_TEXTE SOURCE_.
Invitée comme observateur des élections en Arménie, je commence mon court séjour dimanche 17 février par un dîner d’échanges politiques sur ce pays avec les autres parlementaires observateurs (Eva Joly, François Rochebloine et René Rouquet) et l’Ambassadeur de France Henri Raynaud, que j’avais rencontré lorsqu’il était Consul général à Francfort où il avait prononcé un magnifique éloge funèbre à notre ancienne collègue AFE d’Allemagne, Catherine Urban.
Les élections ont lieu le lendemain, lundi 18 février. Ma journée se passera en visites de bureaux de vote à Erevan et dans les petites villes avoisinantes du Nord avec mon comparse pour la mission, l’ancien Ambassadeur de Hongrie à Paris et aux Nations-Unies, André Erdos. Première surprise, la tension semble moins forte qu’on ne l’avait annoncé en Europe de l’Ouest. Certes un candidat fait une grève de la faim et un autre aurait subi une grave tentative d’attentat, au point qu’il avait été question de reporter l’élection. Certes les présidentielles précédentes, en 2008, s’étaient déroulées dans un climat de violence et d’affrontements ayant fait 10 morts. Les manquements à la démocratie avaient alors été manifestes. Mais aujourd’hui les tensions sont surtout politiques et militaires et se concentrent à la frontière avec l’Azerbaïdjan, des escarmouches ayant fait plusieurs morts ces dernières semaines et le conflit du Haut-Karabakh, malgré le cessez-le-feu de 1994 après une guerre ayant fait plus de 30 000 morts, semblant toujours bien loin d’une résolution, la médiation assurée depuis 1997 par la coprésidence tripartite du « Groupe de Minsk » de l’OSCE ( France, Etats-Unis, Russie) n’ayant guère progressé depuis la déclaration de Muskoka de juillet 2010.
Moscou renforce aujourd’hui sa présence militaire dans le pays, et il y a un mois à peine, Serge Sarkissian avait déclaré avec force qu’en cas de nécessité « il y aura riposte et plus jamais le peuple karanakhi ne sera confronté à la liquidation physique. L’Arménie le garantit »

_LISTE DES DONNÉES_.

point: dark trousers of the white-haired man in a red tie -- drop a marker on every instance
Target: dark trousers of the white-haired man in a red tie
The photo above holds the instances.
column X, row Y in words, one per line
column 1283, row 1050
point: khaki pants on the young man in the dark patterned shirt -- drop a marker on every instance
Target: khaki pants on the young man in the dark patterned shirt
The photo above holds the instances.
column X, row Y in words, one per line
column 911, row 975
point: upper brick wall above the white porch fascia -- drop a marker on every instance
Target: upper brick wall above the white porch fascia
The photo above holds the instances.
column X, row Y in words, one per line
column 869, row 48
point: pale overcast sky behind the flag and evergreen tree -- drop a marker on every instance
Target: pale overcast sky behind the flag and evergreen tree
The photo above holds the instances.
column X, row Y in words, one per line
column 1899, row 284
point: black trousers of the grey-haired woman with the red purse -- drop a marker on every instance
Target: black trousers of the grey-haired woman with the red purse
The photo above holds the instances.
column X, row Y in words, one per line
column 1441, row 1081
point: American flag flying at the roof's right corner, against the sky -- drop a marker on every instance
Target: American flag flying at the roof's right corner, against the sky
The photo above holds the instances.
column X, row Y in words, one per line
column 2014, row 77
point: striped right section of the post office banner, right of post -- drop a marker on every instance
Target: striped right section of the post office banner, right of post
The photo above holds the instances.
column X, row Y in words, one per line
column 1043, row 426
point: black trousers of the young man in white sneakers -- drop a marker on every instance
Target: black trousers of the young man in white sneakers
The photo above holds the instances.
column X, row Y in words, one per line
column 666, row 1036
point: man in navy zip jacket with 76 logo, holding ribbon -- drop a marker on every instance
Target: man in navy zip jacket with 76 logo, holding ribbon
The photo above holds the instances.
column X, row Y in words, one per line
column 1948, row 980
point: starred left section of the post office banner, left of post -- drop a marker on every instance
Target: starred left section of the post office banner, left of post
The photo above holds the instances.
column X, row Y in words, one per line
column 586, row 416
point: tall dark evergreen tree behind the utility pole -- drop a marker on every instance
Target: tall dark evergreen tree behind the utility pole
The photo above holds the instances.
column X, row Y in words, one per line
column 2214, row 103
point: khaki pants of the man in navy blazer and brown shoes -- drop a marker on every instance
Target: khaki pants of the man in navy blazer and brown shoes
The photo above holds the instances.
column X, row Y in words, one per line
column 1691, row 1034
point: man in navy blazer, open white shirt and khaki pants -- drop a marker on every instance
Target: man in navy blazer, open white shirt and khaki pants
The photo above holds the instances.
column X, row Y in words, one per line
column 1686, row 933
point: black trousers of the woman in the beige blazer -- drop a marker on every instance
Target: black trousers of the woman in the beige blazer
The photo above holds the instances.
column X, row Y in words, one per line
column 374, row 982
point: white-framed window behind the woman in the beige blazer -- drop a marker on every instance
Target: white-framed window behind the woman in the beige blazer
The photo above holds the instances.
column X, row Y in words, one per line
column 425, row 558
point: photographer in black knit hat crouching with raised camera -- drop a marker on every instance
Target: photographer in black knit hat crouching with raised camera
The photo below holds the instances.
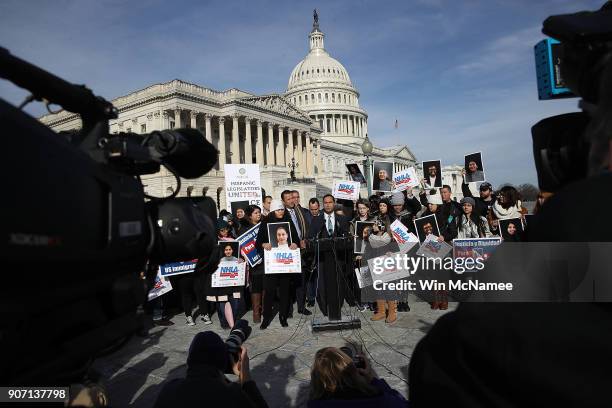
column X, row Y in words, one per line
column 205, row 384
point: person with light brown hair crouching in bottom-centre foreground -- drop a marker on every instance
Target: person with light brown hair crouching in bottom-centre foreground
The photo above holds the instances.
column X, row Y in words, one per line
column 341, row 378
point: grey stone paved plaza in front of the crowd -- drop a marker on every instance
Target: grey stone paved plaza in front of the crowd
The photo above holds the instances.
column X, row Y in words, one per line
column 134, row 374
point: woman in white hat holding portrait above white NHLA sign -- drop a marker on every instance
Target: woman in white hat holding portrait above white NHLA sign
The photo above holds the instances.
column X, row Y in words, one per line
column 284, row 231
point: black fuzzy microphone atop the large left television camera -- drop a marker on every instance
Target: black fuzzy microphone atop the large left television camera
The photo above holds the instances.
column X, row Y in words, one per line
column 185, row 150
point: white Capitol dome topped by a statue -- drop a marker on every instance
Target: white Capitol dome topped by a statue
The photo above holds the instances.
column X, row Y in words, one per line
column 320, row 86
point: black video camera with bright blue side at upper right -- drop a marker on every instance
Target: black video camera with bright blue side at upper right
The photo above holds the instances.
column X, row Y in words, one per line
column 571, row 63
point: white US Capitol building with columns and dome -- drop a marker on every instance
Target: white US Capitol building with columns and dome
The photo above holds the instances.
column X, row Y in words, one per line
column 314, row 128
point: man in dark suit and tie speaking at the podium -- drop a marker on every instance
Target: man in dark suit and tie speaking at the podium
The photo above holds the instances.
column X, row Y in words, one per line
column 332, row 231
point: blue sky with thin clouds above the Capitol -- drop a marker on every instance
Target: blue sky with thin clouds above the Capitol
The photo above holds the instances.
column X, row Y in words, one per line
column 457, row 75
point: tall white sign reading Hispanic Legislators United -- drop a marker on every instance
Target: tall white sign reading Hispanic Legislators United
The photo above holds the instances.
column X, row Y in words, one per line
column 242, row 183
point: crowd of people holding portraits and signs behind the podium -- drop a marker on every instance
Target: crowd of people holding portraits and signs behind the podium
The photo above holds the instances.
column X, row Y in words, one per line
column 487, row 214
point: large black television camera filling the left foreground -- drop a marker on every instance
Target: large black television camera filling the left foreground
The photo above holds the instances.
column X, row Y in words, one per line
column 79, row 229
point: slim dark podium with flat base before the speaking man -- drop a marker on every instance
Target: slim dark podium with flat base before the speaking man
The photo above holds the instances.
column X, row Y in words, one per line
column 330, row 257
---
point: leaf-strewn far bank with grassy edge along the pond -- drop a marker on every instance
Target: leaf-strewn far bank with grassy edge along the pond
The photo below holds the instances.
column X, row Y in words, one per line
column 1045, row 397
* * *
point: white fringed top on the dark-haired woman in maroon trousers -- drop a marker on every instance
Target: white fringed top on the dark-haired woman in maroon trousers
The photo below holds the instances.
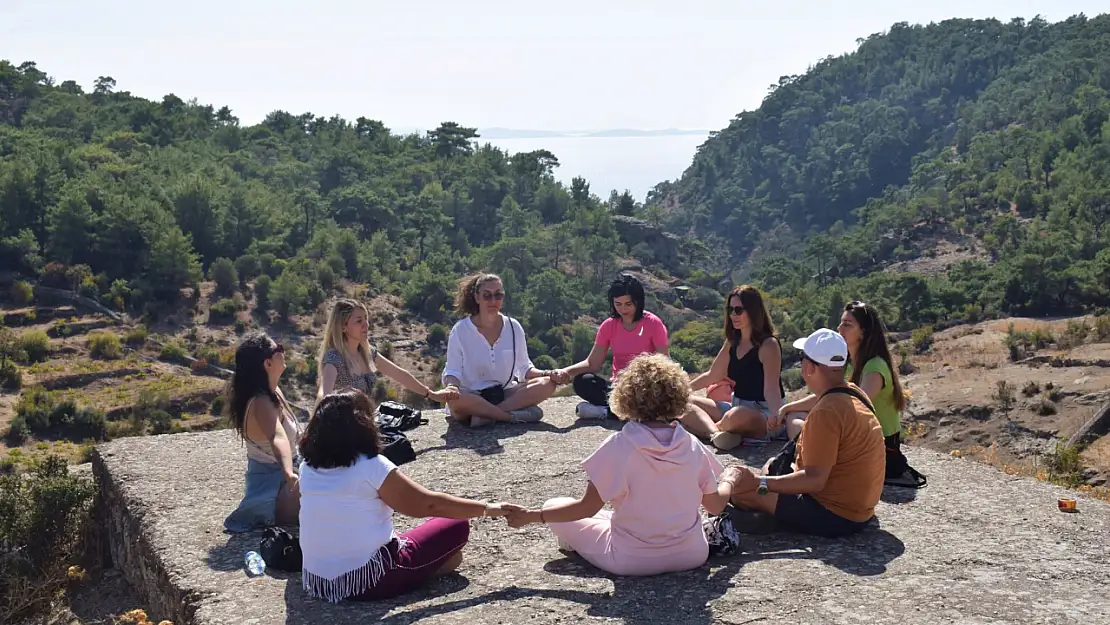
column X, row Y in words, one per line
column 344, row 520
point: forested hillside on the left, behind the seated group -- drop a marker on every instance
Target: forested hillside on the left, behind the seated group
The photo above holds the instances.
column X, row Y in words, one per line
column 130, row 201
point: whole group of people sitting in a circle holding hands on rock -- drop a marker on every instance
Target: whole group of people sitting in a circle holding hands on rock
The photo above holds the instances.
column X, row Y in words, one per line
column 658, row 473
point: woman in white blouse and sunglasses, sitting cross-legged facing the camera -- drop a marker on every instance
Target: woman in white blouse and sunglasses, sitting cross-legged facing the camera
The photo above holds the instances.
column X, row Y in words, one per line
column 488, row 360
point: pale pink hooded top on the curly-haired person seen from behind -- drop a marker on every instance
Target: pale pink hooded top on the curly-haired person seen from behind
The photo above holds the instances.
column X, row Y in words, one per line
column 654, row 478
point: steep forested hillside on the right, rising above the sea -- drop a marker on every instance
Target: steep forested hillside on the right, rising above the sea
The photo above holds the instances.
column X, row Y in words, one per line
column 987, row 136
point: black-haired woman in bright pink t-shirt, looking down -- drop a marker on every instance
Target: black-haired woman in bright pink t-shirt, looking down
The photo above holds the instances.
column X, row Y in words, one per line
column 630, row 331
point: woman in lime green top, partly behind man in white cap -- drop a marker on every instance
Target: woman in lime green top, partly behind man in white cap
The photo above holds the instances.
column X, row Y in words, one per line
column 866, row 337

_CONSIGNE A_. D'après le texte sur les élections en Arménie, combien de morts avait faits la guerre qui s'est terminée par le cessez-le-feu de 1994 ?
_CONSIGNE B_. Recopiez fidèlement un passage du texte sur les élections en Arménie, à partir des mots « Invitée comme observateur » et jusqu'aux mots « d’Allemagne, Catherine Urban. » inclus.

_RÉPONSE RÉDIGÉE A_. Plus de 30 000 morts.

_RÉPONSE RÉDIGÉE B_.
Invitée comme observateur des élections en Arménie, je commence mon court séjour dimanche 17 février par un dîner d’échanges politiques sur ce pays avec les autres parlementaires observateurs (Eva Joly, François Rochebloine et René Rouquet) et l’Ambassadeur de France Henri Raynaud, que j’avais rencontré lorsqu’il était Consul général à Francfort où il avait prononcé un magnifique éloge funèbre à notre ancienne collègue AFE d’Allemagne, Catherine Urban.